*Given exercise:* Turn the lines of the entries below, from the line containing "Which pixel sits on the black shoe?" through the end of the entries, inclusive, into a JSON list of strings, one string per line, with blank lines omitted.

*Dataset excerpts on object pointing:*

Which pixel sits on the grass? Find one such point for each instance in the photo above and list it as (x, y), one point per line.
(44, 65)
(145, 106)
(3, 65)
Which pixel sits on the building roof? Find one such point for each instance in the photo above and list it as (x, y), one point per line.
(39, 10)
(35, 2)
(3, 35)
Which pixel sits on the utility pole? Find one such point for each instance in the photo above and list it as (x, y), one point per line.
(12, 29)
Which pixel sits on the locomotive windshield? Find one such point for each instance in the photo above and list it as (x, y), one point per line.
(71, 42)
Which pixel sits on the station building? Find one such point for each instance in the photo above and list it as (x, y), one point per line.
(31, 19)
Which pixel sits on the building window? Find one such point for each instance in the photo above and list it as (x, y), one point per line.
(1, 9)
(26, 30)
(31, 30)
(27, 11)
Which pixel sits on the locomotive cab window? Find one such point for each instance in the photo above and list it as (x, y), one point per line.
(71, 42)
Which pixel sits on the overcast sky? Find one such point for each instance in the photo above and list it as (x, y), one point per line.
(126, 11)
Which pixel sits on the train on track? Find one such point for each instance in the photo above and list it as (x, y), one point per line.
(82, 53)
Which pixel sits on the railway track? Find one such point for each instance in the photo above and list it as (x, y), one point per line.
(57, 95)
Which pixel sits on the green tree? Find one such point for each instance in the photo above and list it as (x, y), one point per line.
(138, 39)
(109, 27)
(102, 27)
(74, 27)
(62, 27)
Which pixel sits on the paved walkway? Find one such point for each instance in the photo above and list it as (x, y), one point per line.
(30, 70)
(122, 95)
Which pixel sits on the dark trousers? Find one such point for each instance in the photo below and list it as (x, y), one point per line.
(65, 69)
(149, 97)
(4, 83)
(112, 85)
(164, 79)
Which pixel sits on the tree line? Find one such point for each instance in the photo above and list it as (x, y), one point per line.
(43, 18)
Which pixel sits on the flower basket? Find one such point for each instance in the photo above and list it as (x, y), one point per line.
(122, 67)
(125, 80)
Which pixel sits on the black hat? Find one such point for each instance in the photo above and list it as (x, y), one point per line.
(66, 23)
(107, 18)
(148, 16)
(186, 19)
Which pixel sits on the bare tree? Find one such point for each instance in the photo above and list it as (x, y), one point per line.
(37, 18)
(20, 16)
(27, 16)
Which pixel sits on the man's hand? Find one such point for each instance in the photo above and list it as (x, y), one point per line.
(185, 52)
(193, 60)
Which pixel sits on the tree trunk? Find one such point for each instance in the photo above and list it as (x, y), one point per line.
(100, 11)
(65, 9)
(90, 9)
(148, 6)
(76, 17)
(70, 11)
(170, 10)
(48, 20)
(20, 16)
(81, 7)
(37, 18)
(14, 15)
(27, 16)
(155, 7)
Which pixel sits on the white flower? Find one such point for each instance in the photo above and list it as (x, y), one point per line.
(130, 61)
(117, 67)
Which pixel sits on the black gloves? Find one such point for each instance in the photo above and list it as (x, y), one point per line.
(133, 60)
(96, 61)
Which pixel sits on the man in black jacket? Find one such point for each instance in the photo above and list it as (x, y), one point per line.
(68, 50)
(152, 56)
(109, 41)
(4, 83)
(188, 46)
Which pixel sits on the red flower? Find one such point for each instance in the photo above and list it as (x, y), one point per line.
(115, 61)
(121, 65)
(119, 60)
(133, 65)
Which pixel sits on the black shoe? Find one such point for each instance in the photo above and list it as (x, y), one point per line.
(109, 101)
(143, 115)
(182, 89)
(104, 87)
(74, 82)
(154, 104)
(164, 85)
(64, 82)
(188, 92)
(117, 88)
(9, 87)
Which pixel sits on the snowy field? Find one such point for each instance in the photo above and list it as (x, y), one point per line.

*Solution:*
[
  "Which pixel sits on the black shoe? Find one such point for each instance in the photo above and list it as (x, y), one point per line.",
  "(109, 101)",
  "(143, 115)",
  "(182, 89)",
  "(104, 87)",
  "(74, 82)",
  "(154, 104)",
  "(164, 85)",
  "(64, 82)",
  "(188, 92)",
  "(117, 88)",
  "(9, 87)",
  "Which pixel sits on the snowy field? Find one such point for each instance in the photo above and list it as (x, y), one point per line."
]